TASK OBJECTIVE >> Render the data below, from its start through the line containing "MULTIPOLYGON (((751 171, 837", as a JSON list of strings with one string per line, leaving out blank lines.

(Excerpts from segmentation data)
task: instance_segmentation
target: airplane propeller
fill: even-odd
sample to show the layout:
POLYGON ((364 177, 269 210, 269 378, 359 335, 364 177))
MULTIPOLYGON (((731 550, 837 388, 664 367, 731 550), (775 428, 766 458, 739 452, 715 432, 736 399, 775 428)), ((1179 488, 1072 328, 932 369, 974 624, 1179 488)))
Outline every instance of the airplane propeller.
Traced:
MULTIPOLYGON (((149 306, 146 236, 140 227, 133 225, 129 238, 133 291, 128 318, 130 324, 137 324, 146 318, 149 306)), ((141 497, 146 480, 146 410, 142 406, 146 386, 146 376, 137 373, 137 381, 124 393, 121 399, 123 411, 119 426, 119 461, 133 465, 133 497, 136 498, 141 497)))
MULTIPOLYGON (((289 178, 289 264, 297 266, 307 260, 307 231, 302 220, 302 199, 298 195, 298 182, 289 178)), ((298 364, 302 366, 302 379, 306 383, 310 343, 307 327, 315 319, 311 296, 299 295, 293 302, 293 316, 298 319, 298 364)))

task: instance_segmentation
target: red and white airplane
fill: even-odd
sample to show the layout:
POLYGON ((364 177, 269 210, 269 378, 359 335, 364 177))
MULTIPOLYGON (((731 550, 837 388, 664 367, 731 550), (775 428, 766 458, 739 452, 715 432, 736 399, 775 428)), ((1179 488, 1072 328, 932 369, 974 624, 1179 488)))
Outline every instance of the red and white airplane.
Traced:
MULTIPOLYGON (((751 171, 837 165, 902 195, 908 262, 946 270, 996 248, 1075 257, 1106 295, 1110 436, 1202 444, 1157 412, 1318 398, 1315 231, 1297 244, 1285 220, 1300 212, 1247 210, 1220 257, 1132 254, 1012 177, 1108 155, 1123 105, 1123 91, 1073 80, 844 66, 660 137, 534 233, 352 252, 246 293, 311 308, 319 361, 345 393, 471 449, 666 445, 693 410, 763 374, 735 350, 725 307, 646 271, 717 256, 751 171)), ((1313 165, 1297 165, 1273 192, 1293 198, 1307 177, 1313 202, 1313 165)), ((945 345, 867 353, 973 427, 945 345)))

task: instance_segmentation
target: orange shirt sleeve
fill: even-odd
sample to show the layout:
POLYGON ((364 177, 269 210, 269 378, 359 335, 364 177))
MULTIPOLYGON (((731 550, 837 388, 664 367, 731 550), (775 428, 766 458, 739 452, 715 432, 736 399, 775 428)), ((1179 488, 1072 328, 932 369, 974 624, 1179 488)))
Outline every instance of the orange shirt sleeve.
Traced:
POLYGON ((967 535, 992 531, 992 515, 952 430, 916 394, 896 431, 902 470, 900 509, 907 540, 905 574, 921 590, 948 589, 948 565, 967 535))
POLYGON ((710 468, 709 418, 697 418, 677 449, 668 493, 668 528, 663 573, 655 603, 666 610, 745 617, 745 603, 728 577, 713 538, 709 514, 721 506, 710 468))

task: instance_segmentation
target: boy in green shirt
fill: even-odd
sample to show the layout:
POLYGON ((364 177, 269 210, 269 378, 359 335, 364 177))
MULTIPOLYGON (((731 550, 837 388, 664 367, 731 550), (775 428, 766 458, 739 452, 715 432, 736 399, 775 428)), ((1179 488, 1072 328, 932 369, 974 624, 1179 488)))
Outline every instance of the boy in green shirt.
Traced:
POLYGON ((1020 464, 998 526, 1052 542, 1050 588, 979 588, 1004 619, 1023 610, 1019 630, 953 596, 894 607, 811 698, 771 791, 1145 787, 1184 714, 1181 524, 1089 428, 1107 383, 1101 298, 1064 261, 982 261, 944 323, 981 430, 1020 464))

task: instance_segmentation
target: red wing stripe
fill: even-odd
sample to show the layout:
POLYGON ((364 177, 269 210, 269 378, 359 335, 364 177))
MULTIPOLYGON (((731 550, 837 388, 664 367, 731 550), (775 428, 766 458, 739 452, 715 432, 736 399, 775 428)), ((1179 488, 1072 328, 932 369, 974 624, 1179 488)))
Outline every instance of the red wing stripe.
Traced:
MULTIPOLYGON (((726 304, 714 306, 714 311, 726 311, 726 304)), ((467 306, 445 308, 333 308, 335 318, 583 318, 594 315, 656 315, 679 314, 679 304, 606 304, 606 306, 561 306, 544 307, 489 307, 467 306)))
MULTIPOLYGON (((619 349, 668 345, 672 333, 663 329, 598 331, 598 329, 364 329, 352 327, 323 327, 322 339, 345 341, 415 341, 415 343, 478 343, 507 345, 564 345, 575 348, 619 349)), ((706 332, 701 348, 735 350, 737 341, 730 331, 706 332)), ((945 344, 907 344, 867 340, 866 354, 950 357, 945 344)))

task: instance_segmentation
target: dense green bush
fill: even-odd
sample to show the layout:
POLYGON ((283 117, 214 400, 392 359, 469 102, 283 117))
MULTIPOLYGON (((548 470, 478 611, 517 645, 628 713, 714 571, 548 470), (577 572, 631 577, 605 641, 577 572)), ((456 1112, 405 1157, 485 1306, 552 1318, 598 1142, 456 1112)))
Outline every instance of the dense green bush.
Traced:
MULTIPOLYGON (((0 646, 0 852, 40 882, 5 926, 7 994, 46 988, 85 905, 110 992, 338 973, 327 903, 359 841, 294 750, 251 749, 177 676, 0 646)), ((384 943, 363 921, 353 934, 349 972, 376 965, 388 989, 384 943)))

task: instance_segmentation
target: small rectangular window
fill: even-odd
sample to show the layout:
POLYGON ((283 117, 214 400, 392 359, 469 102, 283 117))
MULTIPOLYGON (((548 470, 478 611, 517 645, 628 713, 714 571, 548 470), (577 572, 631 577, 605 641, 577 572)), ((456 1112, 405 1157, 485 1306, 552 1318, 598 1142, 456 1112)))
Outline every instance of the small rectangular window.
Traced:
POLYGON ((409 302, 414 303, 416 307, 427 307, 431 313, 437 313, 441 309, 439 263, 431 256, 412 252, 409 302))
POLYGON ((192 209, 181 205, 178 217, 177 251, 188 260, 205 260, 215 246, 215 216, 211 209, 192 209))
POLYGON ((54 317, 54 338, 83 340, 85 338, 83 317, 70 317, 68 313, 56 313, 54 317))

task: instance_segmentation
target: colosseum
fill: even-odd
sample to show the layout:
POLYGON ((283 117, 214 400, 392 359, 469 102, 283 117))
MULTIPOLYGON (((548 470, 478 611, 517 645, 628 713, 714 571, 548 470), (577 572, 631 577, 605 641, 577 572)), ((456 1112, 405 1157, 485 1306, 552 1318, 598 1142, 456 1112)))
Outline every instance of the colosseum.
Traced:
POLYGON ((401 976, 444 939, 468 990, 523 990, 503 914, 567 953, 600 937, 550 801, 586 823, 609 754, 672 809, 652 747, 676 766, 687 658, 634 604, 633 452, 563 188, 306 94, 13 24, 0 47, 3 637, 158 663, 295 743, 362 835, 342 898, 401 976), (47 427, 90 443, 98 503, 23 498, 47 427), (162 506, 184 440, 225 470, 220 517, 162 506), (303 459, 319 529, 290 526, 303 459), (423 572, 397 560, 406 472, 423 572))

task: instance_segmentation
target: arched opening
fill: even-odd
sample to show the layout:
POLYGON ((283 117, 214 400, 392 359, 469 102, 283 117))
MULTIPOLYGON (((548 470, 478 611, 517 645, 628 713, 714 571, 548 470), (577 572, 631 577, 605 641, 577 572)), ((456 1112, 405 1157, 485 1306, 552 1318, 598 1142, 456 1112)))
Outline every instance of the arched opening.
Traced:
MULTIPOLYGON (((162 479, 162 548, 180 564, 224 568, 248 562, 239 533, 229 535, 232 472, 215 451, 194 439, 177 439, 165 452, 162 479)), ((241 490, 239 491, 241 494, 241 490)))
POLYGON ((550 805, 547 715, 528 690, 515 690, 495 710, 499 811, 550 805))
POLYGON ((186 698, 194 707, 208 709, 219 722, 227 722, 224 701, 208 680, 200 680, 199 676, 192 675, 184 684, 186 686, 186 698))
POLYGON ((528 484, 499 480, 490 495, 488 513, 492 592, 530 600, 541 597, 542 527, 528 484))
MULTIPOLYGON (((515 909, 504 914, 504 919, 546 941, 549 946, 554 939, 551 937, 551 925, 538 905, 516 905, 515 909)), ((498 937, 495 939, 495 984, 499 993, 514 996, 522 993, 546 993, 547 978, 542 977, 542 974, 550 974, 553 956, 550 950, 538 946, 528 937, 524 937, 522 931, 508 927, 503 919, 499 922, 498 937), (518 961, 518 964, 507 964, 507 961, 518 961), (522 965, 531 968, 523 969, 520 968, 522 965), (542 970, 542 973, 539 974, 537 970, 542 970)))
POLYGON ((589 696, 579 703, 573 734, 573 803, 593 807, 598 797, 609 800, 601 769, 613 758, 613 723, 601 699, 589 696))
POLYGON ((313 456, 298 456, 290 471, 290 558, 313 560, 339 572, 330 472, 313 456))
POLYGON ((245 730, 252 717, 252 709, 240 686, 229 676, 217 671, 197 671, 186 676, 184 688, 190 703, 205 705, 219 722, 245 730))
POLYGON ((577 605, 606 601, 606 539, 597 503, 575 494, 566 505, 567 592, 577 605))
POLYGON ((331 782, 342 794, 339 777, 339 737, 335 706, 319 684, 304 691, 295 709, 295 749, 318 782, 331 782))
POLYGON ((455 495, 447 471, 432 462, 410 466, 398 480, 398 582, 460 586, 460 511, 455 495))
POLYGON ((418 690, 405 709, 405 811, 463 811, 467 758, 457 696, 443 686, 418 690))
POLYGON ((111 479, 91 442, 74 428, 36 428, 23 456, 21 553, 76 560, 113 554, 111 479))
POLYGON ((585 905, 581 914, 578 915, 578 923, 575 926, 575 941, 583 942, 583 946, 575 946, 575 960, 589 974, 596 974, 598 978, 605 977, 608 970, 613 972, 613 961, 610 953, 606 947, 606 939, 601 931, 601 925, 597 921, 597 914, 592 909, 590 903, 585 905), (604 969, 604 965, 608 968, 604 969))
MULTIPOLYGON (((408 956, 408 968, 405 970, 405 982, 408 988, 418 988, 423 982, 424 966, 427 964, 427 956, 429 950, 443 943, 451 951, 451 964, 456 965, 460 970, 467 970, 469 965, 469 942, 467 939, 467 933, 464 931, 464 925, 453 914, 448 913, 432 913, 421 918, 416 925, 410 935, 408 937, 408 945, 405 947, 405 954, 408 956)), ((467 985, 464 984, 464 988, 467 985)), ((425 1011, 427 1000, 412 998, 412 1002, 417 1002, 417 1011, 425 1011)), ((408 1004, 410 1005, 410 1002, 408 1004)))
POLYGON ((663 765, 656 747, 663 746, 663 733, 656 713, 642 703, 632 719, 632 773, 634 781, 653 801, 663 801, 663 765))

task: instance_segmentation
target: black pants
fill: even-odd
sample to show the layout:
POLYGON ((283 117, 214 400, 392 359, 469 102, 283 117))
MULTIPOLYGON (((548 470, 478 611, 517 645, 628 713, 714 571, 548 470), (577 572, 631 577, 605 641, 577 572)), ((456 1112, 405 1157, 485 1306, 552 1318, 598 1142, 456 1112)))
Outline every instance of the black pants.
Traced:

WRITTEN SOLUTION >>
[
  "task: instance_segmentation",
  "target: airplane propeller",
  "fill: even-odd",
  "sample to show the layout:",
  "POLYGON ((364 177, 269 210, 269 378, 359 335, 364 177))",
  "MULTIPOLYGON (((731 550, 837 388, 664 367, 731 550), (775 428, 766 458, 739 452, 715 432, 736 399, 775 428)), ((1179 488, 1072 328, 932 369, 974 624, 1179 488)))",
  "Outline every instance of the airplane propeller.",
  "Traced:",
  "MULTIPOLYGON (((149 306, 146 236, 140 227, 133 225, 129 238, 133 291, 128 318, 130 324, 137 324, 146 318, 149 306)), ((141 497, 146 480, 146 410, 142 406, 146 386, 146 376, 137 373, 137 381, 124 393, 121 399, 123 411, 119 426, 119 461, 133 465, 133 497, 136 498, 141 497)))",
  "MULTIPOLYGON (((289 178, 289 264, 297 266, 307 260, 307 231, 302 220, 302 199, 298 195, 298 182, 289 178)), ((298 364, 302 366, 302 379, 306 383, 310 343, 307 327, 315 319, 311 296, 299 295, 293 302, 293 316, 298 319, 298 364)))",
  "task: instance_segmentation",
  "target: red and white airplane",
  "fill: even-odd",
  "sample to show the layout:",
  "POLYGON ((364 177, 269 210, 269 378, 359 335, 364 177))",
  "MULTIPOLYGON (((731 550, 837 388, 664 367, 731 550), (775 428, 766 458, 739 452, 715 432, 736 399, 775 428)), ((1179 488, 1072 328, 932 369, 974 624, 1179 488)))",
  "Outline every instance of the red and white airplane.",
  "Traced:",
  "MULTIPOLYGON (((751 171, 837 165, 902 195, 908 262, 946 270, 996 248, 1075 257, 1106 295, 1110 436, 1202 444, 1157 412, 1318 398, 1315 231, 1297 244, 1285 220, 1300 212, 1247 210, 1220 257, 1132 254, 1012 177, 1108 155, 1123 105, 1123 91, 1073 80, 844 66, 660 137, 534 233, 352 252, 246 293, 311 308, 319 361, 345 393, 471 449, 666 445, 693 410, 763 374, 735 350, 725 307, 646 271, 717 256, 751 171)), ((1313 165, 1297 165, 1273 192, 1293 198, 1307 177, 1313 202, 1313 165)), ((945 345, 867 353, 973 427, 945 345)))"
]